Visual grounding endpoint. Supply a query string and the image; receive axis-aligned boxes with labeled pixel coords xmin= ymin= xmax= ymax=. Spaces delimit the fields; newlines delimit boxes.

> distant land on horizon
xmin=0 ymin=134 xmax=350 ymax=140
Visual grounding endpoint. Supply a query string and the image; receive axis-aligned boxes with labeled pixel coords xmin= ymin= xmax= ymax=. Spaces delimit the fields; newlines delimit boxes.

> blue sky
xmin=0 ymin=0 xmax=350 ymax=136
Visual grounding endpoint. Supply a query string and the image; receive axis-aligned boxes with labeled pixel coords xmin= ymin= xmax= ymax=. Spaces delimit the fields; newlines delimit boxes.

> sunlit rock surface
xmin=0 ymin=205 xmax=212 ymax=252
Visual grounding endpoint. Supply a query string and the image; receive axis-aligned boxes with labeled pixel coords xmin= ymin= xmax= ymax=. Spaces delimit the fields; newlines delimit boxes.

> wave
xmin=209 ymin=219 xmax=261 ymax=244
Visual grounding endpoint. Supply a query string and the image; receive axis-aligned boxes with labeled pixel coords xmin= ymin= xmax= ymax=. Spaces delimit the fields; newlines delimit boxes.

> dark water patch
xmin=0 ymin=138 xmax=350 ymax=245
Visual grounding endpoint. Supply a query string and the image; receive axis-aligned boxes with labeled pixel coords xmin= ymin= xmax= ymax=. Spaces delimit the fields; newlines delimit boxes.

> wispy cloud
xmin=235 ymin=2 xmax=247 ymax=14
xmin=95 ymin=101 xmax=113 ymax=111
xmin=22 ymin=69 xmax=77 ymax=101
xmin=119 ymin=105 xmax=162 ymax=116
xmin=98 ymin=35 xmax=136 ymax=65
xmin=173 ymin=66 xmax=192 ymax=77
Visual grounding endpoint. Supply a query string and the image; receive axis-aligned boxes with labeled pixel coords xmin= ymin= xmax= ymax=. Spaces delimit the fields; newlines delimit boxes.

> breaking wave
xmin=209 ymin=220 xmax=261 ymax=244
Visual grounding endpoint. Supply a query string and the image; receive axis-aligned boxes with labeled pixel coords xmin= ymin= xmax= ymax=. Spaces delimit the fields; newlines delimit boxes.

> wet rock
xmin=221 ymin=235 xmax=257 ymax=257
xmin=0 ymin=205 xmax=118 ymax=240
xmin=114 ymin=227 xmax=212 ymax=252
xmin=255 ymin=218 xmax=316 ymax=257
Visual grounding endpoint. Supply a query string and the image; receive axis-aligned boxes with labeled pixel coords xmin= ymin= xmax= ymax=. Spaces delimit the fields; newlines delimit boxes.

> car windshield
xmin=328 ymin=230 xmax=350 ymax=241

_ _ _

Can you turn all of the data above into a numbered list, one entry per line, with the blank lines left out?

• **OUTPUT BELOW**:
1. Visual grounding endpoint. Supply a query string and the image; receive axis-aligned boxes with labeled pixel coords xmin= ymin= xmax= ymax=. Spaces delimit the fields; newlines delimit boxes.
2. > distant land on horizon
3. xmin=0 ymin=134 xmax=350 ymax=140
4. Visual grounding endpoint. Supply a query string and the image; receive axis-aligned boxes with labeled pixel coords xmin= ymin= xmax= ymax=. Spaces delimit the fields; newlines delimit boxes.
5. > blue sky
6. xmin=0 ymin=0 xmax=350 ymax=136
7. Visual grounding endpoint. Supply a query string and the image; receive axis-aligned boxes with labeled pixel coords xmin= ymin= xmax= ymax=. Spaces delimit the fields; newlines delimit boxes.
8. > sunlit rock surface
9. xmin=0 ymin=205 xmax=212 ymax=252
10. Visual grounding endpoint. Supply a query string and the image; receive axis-aligned boxes with labeled pixel coords xmin= ymin= xmax= ymax=. Spaces delimit the fields; newlines delimit boxes.
11. > wave
12. xmin=209 ymin=219 xmax=261 ymax=244
13. Visual grounding endpoint. Supply a query string and the image; receive axis-aligned boxes with labeled pixel coords xmin= ymin= xmax= ymax=. Spaces delimit the fields; newlines delimit boxes.
14. > dark water patch
15. xmin=0 ymin=138 xmax=350 ymax=245
16. Visual grounding endpoint. Supply a query string and the image; receive axis-aligned boxes with labeled pixel coords xmin= ymin= xmax= ymax=. Spaces delimit the fields; newlines delimit boxes.
17. > wispy cloud
18. xmin=235 ymin=2 xmax=247 ymax=14
19. xmin=95 ymin=101 xmax=113 ymax=111
20. xmin=22 ymin=69 xmax=77 ymax=101
21. xmin=119 ymin=105 xmax=162 ymax=116
22. xmin=98 ymin=35 xmax=136 ymax=65
23. xmin=173 ymin=66 xmax=192 ymax=77
24. Visual grounding endpoint. Supply a query string and the image; receive axis-aligned boxes with labeled pixel coords xmin= ymin= xmax= ymax=. Spaces delimit the fields; newlines delimit boxes.
25. > breaking wave
26. xmin=209 ymin=220 xmax=261 ymax=244
27. Visual grounding endpoint. Supply a query string and the image; receive axis-aligned boxes with labeled pixel coords xmin= ymin= xmax= ymax=. Spaces delimit the fields; newlines delimit boxes.
28. > wet rock
29. xmin=221 ymin=235 xmax=257 ymax=257
30. xmin=0 ymin=205 xmax=118 ymax=240
31. xmin=114 ymin=227 xmax=212 ymax=252
32. xmin=255 ymin=218 xmax=316 ymax=257
33. Visual grounding endpoint. Supply a query string and the image; receive axis-aligned boxes with labeled pixel coords xmin= ymin= xmax= ymax=. Spaces delimit the fields; newlines delimit boxes.
34. > car windshield
35. xmin=328 ymin=230 xmax=350 ymax=241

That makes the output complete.